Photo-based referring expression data
+++

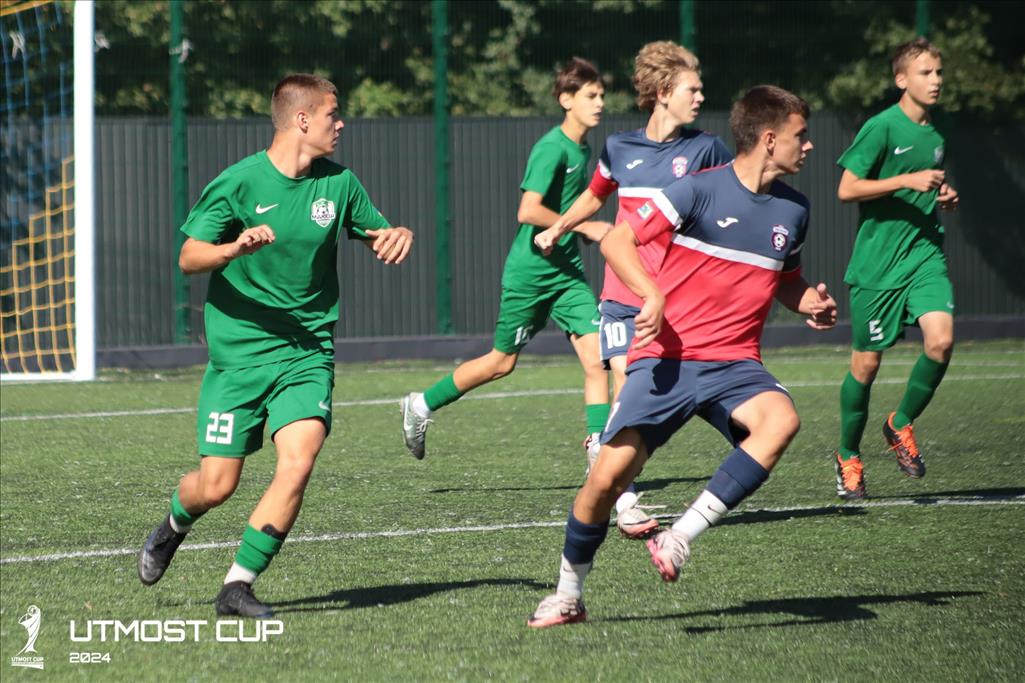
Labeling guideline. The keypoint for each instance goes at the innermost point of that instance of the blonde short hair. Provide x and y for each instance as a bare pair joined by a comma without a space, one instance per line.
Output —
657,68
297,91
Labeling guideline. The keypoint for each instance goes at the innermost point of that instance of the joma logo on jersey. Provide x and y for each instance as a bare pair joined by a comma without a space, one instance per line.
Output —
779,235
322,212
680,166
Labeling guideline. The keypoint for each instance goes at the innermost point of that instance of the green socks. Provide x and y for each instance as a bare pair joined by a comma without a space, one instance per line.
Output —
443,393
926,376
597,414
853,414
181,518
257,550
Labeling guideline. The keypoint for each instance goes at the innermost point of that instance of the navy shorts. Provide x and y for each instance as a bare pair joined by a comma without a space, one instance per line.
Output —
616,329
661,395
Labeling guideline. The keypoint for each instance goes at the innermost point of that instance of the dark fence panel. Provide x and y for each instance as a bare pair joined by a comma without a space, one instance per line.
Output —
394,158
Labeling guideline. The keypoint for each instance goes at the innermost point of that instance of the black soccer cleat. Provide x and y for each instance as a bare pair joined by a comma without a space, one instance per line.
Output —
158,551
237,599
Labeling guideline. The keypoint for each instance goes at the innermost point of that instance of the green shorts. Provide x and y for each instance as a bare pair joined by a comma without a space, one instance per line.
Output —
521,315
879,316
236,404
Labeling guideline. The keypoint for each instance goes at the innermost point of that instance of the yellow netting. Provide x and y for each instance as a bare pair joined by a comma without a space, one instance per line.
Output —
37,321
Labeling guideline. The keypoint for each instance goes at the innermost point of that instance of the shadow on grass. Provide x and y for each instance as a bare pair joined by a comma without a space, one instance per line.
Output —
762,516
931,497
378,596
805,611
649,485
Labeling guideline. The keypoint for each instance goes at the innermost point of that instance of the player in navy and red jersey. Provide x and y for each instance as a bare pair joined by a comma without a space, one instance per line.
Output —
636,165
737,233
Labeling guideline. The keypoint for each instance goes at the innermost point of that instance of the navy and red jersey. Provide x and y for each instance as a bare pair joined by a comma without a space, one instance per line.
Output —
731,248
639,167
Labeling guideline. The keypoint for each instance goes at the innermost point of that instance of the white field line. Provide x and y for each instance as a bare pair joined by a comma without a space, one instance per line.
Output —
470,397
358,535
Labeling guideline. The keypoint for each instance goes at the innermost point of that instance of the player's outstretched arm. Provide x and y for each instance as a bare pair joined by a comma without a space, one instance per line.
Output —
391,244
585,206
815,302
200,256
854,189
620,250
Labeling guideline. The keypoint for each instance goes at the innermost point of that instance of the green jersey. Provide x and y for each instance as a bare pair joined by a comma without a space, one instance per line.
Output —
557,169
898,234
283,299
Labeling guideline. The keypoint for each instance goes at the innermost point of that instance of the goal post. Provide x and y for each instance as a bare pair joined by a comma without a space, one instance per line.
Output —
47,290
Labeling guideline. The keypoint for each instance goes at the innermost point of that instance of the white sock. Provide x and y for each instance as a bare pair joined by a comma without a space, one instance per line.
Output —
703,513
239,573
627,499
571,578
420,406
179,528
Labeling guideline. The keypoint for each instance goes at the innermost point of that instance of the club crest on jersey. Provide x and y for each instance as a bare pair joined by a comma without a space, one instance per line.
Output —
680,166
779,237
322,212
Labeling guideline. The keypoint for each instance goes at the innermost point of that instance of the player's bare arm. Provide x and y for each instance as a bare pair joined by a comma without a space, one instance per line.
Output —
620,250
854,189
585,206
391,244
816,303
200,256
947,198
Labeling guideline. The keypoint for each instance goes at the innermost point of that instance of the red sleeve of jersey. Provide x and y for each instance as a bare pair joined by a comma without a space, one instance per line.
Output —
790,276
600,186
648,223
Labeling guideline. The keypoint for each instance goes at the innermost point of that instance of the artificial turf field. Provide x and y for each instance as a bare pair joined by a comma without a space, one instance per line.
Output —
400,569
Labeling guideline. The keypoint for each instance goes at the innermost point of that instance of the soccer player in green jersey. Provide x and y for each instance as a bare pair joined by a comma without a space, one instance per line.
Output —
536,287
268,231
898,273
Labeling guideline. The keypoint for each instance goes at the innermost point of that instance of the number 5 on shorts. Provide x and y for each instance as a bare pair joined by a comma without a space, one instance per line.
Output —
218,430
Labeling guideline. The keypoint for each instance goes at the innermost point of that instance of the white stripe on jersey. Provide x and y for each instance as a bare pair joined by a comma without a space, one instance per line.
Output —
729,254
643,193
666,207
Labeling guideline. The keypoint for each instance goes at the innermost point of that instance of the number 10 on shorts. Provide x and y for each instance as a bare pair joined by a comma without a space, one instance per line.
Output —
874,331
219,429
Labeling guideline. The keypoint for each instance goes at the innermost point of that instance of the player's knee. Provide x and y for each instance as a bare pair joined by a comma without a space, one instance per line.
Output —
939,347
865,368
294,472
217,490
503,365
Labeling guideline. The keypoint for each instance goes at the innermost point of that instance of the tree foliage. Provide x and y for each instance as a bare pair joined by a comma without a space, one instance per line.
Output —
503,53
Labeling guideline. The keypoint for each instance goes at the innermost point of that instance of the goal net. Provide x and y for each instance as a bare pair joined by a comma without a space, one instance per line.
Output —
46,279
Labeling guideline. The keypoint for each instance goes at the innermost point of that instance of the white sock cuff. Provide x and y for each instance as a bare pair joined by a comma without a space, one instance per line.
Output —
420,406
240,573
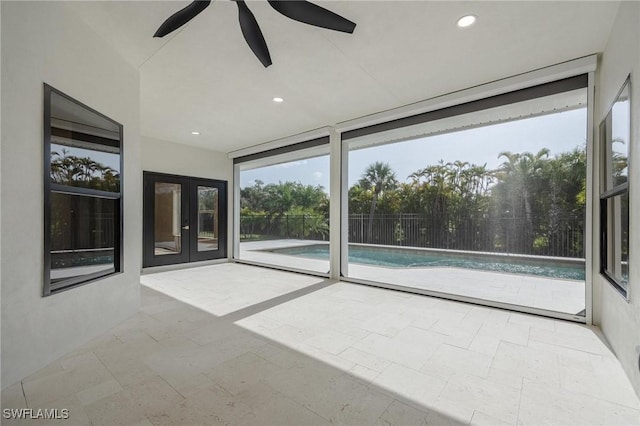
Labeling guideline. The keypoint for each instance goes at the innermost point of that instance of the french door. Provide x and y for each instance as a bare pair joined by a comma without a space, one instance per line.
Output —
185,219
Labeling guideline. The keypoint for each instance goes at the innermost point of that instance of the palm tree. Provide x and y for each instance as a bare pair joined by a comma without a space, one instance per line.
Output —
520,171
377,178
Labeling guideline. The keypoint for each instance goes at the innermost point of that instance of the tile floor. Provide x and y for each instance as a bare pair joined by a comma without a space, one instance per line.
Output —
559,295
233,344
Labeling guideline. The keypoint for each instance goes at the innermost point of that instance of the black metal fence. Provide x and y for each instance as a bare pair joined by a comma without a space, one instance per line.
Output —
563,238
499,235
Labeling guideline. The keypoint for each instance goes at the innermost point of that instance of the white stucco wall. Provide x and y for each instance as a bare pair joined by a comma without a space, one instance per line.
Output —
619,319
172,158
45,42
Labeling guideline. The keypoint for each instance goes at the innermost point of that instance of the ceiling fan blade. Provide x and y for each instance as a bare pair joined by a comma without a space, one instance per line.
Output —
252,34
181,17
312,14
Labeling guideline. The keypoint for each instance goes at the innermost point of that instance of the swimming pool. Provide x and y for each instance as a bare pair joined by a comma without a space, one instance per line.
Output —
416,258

+++

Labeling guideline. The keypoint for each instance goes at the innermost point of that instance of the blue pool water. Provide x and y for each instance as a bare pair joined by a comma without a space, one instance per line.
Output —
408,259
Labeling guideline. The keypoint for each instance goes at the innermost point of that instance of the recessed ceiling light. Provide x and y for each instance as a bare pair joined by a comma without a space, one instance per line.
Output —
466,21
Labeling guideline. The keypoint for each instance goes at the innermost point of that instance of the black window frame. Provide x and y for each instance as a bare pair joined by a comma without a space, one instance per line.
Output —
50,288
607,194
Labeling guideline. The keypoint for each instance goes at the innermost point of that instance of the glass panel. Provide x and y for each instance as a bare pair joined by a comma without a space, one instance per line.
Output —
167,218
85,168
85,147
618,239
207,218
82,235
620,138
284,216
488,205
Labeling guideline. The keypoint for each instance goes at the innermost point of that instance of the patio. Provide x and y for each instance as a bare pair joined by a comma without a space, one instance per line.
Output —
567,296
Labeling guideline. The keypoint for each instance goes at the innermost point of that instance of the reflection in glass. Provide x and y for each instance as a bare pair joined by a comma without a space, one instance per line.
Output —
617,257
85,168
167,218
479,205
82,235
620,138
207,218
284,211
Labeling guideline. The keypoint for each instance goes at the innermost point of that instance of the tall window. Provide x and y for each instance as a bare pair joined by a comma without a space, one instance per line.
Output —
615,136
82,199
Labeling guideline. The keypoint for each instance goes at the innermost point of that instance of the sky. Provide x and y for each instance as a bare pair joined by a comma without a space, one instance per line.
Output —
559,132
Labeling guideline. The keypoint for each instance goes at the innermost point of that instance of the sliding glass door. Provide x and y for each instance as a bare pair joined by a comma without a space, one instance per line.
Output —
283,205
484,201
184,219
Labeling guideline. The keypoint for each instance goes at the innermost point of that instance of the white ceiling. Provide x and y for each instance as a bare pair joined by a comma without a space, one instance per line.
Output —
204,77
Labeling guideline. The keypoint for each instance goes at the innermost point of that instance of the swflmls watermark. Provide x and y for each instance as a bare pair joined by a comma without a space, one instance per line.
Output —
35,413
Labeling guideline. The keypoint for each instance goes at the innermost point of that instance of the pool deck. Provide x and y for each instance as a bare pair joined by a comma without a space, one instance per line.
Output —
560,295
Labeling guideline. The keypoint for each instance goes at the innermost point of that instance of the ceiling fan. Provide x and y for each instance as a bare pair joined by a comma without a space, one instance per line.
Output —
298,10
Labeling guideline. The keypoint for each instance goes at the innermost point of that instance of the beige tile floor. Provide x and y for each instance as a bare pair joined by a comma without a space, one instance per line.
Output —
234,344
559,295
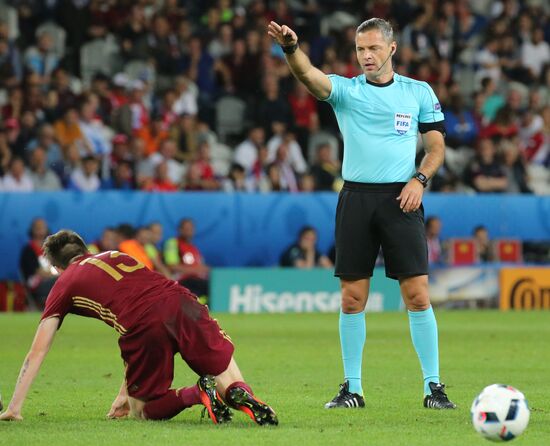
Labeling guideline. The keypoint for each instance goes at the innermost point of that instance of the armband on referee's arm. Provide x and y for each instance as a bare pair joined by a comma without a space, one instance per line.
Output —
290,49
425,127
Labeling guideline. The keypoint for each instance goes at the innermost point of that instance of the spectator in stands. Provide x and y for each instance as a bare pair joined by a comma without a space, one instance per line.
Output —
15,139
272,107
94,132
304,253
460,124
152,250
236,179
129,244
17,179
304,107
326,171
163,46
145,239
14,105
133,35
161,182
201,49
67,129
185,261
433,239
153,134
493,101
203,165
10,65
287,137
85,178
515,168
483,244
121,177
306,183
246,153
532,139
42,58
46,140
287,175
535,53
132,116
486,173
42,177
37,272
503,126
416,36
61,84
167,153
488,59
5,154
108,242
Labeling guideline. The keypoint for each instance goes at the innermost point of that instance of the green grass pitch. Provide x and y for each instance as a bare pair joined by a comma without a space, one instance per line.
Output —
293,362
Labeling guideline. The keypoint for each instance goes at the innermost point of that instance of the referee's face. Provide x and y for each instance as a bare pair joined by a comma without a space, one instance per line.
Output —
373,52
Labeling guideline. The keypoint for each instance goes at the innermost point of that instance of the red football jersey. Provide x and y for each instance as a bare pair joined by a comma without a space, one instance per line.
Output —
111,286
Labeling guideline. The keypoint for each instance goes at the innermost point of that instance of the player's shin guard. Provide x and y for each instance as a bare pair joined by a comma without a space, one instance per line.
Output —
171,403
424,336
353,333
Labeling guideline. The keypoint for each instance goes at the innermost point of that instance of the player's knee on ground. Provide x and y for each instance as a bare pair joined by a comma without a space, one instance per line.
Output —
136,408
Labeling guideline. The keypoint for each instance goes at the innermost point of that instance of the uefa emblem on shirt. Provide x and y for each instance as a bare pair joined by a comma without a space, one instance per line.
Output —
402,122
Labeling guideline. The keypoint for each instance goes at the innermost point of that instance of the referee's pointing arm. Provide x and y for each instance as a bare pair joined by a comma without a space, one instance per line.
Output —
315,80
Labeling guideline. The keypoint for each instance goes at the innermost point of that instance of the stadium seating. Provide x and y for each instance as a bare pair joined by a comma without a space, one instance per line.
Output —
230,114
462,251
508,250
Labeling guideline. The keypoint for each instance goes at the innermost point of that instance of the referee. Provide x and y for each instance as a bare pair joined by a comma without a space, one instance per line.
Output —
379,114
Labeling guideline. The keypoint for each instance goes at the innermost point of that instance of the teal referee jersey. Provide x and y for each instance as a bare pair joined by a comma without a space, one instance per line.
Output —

+++

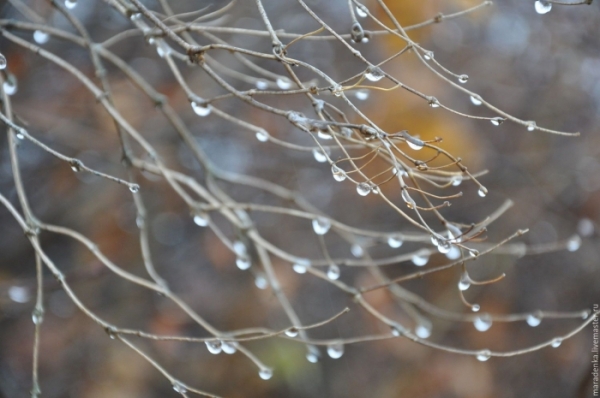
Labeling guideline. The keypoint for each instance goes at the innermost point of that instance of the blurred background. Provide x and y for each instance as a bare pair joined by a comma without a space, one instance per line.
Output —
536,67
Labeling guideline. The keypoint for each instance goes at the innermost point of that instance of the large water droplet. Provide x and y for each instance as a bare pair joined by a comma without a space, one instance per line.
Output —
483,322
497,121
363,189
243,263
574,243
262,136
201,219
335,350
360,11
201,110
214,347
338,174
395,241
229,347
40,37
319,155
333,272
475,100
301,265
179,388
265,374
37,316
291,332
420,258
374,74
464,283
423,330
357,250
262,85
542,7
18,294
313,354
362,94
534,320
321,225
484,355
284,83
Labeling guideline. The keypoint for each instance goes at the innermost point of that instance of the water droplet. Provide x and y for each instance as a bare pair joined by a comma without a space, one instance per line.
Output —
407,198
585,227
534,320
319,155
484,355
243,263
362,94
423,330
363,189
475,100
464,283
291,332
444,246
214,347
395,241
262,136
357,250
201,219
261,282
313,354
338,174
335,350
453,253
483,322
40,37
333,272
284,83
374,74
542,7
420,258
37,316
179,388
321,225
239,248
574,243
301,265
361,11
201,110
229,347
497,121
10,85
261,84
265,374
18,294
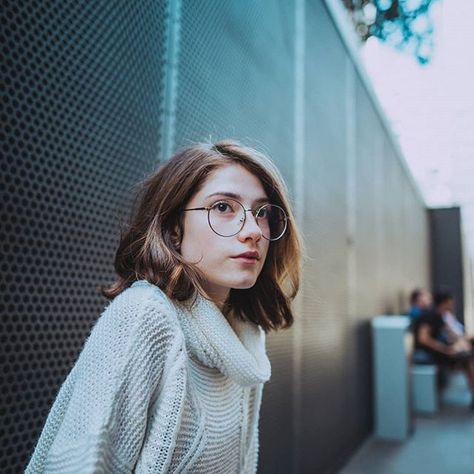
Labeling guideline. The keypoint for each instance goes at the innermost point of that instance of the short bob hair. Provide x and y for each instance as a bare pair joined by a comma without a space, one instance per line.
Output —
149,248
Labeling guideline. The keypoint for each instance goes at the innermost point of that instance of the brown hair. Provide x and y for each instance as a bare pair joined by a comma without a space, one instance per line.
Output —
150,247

+++

ASSIGNED TASK
For every line of the records that has the word "hair" in it, make a copy.

THE ANSWER
Labeling guideline. The keypoint for each instance goes at the innermost point of that instance of the blonde short hair. Provide x and y for each instance as a bare pair joined by a comma without a space, one instance per line.
Labeling guideline. The keypoint for each instance goes at the innermost point of that instance of the short bob hair. Provide x and y for each instance as a bare pair joined by a comma without a space, one instance per line.
Labeling guideline. The keypoint for each instance goes at the innermost point of that instance of the brown hair. Provide x and y for each instance as a bare pair joined by a comma without a space, one instance per line.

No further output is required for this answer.